Collection entries
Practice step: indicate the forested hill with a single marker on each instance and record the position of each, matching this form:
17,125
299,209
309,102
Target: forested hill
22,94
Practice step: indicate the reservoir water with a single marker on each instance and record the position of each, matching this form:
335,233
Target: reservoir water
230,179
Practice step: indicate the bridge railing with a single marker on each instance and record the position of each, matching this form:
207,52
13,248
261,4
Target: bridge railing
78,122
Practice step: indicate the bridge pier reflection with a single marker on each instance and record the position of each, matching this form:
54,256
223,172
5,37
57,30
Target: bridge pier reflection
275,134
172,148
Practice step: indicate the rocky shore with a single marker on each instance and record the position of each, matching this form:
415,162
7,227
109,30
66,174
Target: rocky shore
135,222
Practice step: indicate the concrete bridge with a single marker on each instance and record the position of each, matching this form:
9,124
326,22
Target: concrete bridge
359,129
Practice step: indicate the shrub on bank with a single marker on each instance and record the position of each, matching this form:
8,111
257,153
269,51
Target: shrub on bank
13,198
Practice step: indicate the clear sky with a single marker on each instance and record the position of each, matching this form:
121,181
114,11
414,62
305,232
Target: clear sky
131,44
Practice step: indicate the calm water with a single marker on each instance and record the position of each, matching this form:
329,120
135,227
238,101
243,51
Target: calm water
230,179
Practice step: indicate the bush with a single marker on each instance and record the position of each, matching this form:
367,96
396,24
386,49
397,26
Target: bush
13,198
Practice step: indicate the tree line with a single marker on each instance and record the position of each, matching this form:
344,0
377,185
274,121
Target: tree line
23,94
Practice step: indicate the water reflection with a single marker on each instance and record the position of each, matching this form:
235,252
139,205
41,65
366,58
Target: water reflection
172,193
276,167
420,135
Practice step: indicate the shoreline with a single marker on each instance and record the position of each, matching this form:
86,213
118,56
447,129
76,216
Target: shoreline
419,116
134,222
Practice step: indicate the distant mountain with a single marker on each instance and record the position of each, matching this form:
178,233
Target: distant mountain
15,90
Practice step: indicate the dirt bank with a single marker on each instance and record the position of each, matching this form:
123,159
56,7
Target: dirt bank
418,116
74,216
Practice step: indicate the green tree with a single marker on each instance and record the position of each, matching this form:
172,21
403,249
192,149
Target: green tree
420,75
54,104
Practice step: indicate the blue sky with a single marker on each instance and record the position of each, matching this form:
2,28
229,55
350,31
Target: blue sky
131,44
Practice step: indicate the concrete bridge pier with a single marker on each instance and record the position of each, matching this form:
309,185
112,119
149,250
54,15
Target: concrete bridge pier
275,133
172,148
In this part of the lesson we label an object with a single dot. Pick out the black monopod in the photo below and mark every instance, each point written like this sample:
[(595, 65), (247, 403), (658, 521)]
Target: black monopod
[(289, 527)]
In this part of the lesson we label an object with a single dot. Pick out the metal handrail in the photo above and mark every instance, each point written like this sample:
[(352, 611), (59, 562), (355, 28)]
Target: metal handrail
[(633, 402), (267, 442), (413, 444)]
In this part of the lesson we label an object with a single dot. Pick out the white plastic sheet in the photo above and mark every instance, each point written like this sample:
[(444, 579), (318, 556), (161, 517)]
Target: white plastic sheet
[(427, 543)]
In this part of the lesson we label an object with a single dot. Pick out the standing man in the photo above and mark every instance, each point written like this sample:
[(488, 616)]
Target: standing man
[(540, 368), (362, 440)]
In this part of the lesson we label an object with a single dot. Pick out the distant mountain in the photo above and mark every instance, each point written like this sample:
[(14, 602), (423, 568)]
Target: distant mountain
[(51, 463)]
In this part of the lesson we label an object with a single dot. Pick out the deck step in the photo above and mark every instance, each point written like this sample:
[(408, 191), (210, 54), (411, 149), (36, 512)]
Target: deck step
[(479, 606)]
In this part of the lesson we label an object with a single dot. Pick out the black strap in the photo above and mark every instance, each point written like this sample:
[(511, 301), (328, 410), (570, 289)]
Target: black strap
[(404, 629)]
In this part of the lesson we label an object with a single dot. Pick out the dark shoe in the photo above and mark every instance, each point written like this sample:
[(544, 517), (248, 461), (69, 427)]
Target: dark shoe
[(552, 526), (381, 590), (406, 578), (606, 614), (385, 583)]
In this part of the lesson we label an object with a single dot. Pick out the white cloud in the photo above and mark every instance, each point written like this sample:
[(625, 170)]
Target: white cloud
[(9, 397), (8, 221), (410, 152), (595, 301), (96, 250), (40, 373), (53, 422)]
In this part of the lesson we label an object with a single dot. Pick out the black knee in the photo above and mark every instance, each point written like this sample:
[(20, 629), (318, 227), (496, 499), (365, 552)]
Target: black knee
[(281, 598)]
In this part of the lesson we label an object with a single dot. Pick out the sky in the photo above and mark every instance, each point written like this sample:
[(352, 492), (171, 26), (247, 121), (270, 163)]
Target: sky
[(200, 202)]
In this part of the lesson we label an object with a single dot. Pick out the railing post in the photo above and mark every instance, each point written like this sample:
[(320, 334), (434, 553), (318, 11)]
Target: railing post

WHAT NEEDS TO BE DONE
Retype all of the records above, word for word.

TASK OUTPUT
Practice step: indicate the forested hill with a single marker on each instance and record the position of each, matching this form:
17,125
299,209
309,102
Target: forested hill
22,94
Practice step: indicate the reservoir water with a single marker on each instance and record the position of each, matching this form:
335,233
Target: reservoir water
230,179
Practice step: indicate the bridge railing with a single marker on each instance and record the position of each, matching this form:
207,52
13,248
261,4
Target: bridge railing
78,122
Practice step: indicate the bridge pier reflection with a single marker on each instance and record the position of each, matching this form:
54,256
223,172
5,37
57,30
Target: bridge pier reflection
275,134
172,148
Practice step: indicate the rocky shore with a single marker on each instance and record the position of each, matching this form:
415,162
7,227
109,30
66,174
Target: rocky shore
135,222
Practice step: indicate the concrete bridge with a single marker on each instance and record the position of each, matching this form:
9,124
326,22
Target: concrete bridge
359,129
Practice step: indicate the shrub on bank with a single marker on each instance and record the position of each, matching this form:
8,111
257,153
269,51
Target: shrub on bank
13,198
Practice step: indicate the clear sky with a single marker on each instance and record the position of each, matching this form:
121,181
114,11
414,62
305,232
Target: clear sky
131,44
Practice step: indicate the calm water with a single marker on each instance and record the position of each, matching this form:
329,120
135,227
238,101
243,51
Target: calm water
230,179
Practice step: indicate the bush with a single marker on each instance and record the position of each, matching this form:
367,96
396,24
386,49
397,26
Target: bush
13,198
Practice step: indicate the tree line with a single marker on each instance and record the position of each, matching this form:
344,0
377,185
274,121
Target: tree line
23,94
Practice step: indicate the water reflection with a single marker on each instance and record the position of each, matching this form:
235,252
139,205
41,65
366,58
Target: water reflection
172,193
276,167
420,135
Practice step: indicate the shoreline with a single marker on each instance and record the position of each, matching this form:
86,213
118,56
447,129
76,216
Target: shoreline
419,116
134,222
Practice step: indicate the distant mountain with a single marker on each instance and record the position of each, matching this form:
178,233
Target: distant mountain
15,90
Practice step: indicate the dirt bank with a single marker on each instance and record the position of each, matching this form:
123,159
56,7
Target: dirt bank
418,116
74,216
Practice step: indicate the green tree with a single marker on each instance and record the position of each, matching this form:
172,21
403,249
192,149
Target: green tree
420,75
54,104
Practice step: indicate the blue sky with a single marker on each instance and record the position of each, matching this form:
2,28
229,55
350,31
Target: blue sky
131,44
Practice step: indicate the concrete bridge pier with a single marker on each instance and record the position of each, matching this form:
309,185
112,119
149,250
54,15
Target: concrete bridge pier
275,133
172,148
In this part of the lesson we label an object with a single dot. Pick out the black monopod in the photo below and mark every instance, each point written like this sample:
[(595, 65), (247, 403), (658, 521)]
Target: black monopod
[(289, 527)]
In this part of the lesson we label an object with a single dot. Pick out the metal handrail in the photo above and mark every instance, each point written like this sample:
[(352, 611), (59, 562), (355, 28)]
Target: metal handrail
[(633, 402), (267, 442), (413, 444)]
In this part of the lesson we label an object with a single dot. Pick out the white plastic sheet in the photo above and mark every instance, each point written like this sample:
[(444, 579), (318, 556), (161, 517)]
Target: white plastic sheet
[(427, 543)]
In this part of the lesson we label an object with a single dot. Pick out the standing man in the photo above and mark every instance, each point written like this sample:
[(488, 616)]
Target: standing man
[(540, 368), (362, 440)]
In this part of the lesson we label an object with a single dot. Pick out the distant mountain in the photo above and mark every instance, each point written like this sample:
[(14, 602), (423, 568)]
Target: distant mountain
[(51, 463)]
In this part of the lesson we label an object with a single dot. Pick out the deck step in the photo above and mark every instance, each point written like this sample:
[(408, 191), (210, 54), (411, 149), (36, 512)]
Target: deck step
[(479, 606)]
In this part of the lesson we label an object with a single dot. Pick out the black strap in the photo above and mark every instance, each point written like this sample:
[(511, 301), (328, 410), (570, 289)]
Target: black strap
[(404, 629)]
In this part of the lesson we label an object with a single dot. Pick out the dark shoe in the photo above and mark every instance, each point written like this sample:
[(544, 517), (248, 461), (69, 427)]
Target: dark shoe
[(552, 526), (381, 590), (406, 578), (606, 614), (385, 583)]
In this part of the lesson we label an object with a single dot. Pick out the white cloud in the photo above and mark every instance, each point written like this sample:
[(625, 170)]
Target: white cloud
[(9, 397), (8, 221), (410, 152), (595, 301), (96, 250), (40, 373), (53, 422)]
In this part of the lesson we label an object with a single dot. Pick out the black knee in the photo above and mark every instance, each point written like this sample:
[(20, 629), (318, 227), (496, 499), (365, 552)]
Target: black knee
[(281, 598)]
In this part of the lesson we label an object with a single dot. Pick out the sky in the photo above and mark every instance, each point written like this sample:
[(352, 492), (171, 26), (247, 121), (270, 163)]
Target: sky
[(200, 202)]
In this part of the lesson we label an object with a single dot. Pick out the railing post in the photo above and mark every instance, each point written like this sample:
[(320, 334), (434, 553), (318, 11)]
Target: railing post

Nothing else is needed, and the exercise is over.